= Given request =
Update the rows from the line containing "Signal-phase audit: put a marker on every instance of the dark" through the final row, replacing "put a marker on" with "place a pin on" and leaving everything else unchanged. Omit the pictures from your output.

Excerpt from a dataset:
——
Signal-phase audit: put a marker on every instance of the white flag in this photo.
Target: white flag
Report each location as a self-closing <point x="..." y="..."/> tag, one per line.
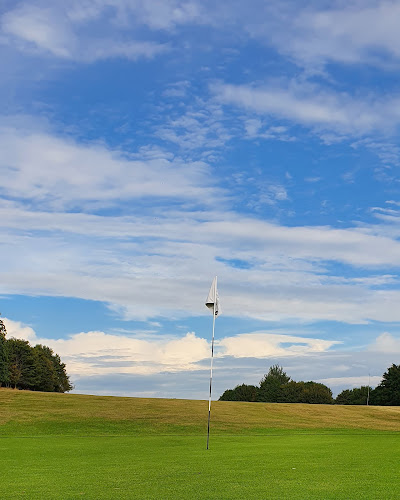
<point x="213" y="298"/>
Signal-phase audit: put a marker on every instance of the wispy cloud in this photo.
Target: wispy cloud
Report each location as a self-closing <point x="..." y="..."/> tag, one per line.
<point x="59" y="172"/>
<point x="312" y="106"/>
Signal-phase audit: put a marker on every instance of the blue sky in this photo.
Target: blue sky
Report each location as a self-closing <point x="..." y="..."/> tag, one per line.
<point x="148" y="146"/>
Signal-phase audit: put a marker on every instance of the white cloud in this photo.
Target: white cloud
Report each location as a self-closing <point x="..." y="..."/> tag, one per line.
<point x="98" y="353"/>
<point x="313" y="106"/>
<point x="386" y="343"/>
<point x="18" y="330"/>
<point x="52" y="29"/>
<point x="56" y="171"/>
<point x="264" y="345"/>
<point x="131" y="263"/>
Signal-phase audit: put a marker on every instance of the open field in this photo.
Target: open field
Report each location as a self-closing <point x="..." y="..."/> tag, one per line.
<point x="66" y="446"/>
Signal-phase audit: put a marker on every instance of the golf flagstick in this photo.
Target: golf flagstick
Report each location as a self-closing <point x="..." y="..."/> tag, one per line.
<point x="212" y="303"/>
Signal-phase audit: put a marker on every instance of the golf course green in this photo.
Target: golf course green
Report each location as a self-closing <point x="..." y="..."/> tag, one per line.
<point x="66" y="446"/>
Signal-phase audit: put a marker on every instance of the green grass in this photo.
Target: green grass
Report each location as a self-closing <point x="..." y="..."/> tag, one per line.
<point x="55" y="446"/>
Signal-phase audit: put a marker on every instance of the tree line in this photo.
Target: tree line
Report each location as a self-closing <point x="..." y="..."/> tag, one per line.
<point x="277" y="387"/>
<point x="35" y="368"/>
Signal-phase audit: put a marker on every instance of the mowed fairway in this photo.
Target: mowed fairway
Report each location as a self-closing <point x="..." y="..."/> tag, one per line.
<point x="72" y="446"/>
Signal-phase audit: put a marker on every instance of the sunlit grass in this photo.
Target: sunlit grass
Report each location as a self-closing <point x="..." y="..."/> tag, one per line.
<point x="63" y="446"/>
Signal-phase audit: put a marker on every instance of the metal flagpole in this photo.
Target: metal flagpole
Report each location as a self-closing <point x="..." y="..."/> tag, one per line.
<point x="212" y="357"/>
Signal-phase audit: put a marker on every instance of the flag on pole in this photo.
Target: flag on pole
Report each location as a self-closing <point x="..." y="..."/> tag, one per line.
<point x="213" y="298"/>
<point x="212" y="303"/>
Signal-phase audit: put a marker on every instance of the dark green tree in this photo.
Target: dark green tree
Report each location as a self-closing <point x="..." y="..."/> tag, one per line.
<point x="291" y="392"/>
<point x="316" y="393"/>
<point x="356" y="396"/>
<point x="240" y="393"/>
<point x="387" y="393"/>
<point x="46" y="377"/>
<point x="21" y="364"/>
<point x="271" y="385"/>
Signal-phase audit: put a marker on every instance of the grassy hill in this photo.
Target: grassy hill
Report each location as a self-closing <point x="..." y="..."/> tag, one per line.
<point x="44" y="413"/>
<point x="67" y="446"/>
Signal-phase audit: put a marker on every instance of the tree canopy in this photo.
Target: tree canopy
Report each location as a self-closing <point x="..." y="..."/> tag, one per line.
<point x="35" y="368"/>
<point x="277" y="387"/>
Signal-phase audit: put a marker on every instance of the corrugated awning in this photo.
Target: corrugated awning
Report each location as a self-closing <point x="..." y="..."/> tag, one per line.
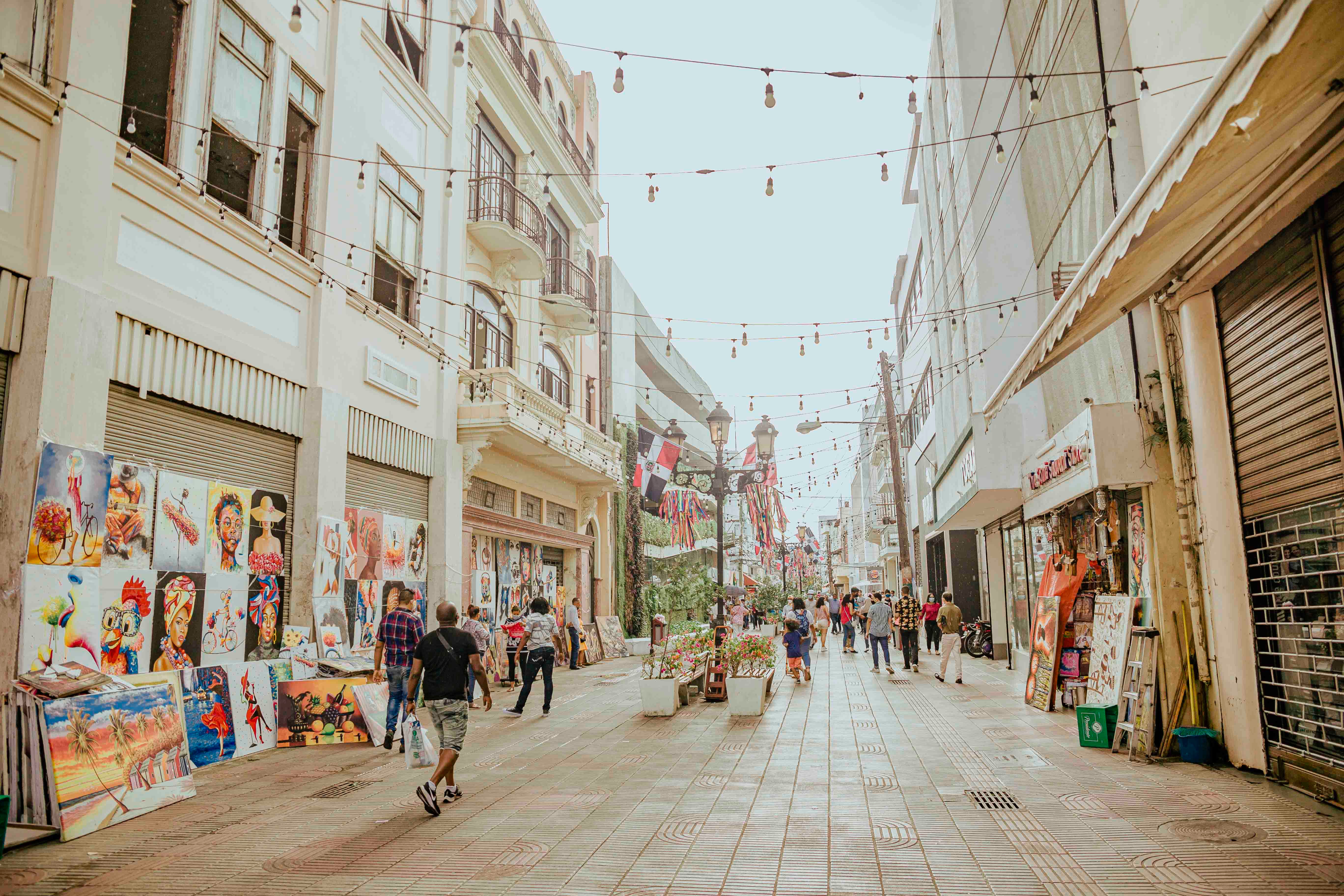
<point x="1268" y="113"/>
——
= Final result =
Signal-phase audit: place a pin on every instance of the dark green tree in this photo.
Target: dark green tree
Report each location as a self-closing <point x="..." y="..."/> tag, one per line.
<point x="291" y="392"/>
<point x="316" y="393"/>
<point x="356" y="396"/>
<point x="240" y="393"/>
<point x="387" y="393"/>
<point x="46" y="377"/>
<point x="21" y="364"/>
<point x="271" y="385"/>
Signal-phase audit: place a pin on every instance of the grassy hill in this photo.
Target: grassy hill
Report each location as a self-closing <point x="..." y="..."/> tag, one per line.
<point x="44" y="413"/>
<point x="67" y="446"/>
Signal-phase audit: place a pin on every instance of the tree canopy in this photo.
Target: tree canopy
Report each location as a self-closing <point x="..." y="..."/> tag, one per line.
<point x="35" y="368"/>
<point x="277" y="387"/>
Signal-phase audit: place a pin on every instance of the corrugated awning in this photo.
Target: corrugated awning
Report each location as a self-closing <point x="..." y="..."/> tag, one per line.
<point x="1268" y="113"/>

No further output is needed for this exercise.